### YOUR OBJECTIVE
Retype the full set of data, character for character.

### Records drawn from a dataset
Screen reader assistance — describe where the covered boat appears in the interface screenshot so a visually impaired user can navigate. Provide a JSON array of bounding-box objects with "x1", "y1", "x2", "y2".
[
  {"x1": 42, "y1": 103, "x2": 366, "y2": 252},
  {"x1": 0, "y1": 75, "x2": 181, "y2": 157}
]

### EXERCISE ANSWER
Screen reader assistance — describe where the covered boat appears in the interface screenshot so a visually impaired user can navigate. Provide a JSON array of bounding-box objects with "x1", "y1", "x2", "y2".
[
  {"x1": 42, "y1": 103, "x2": 366, "y2": 252},
  {"x1": 0, "y1": 75, "x2": 181, "y2": 157}
]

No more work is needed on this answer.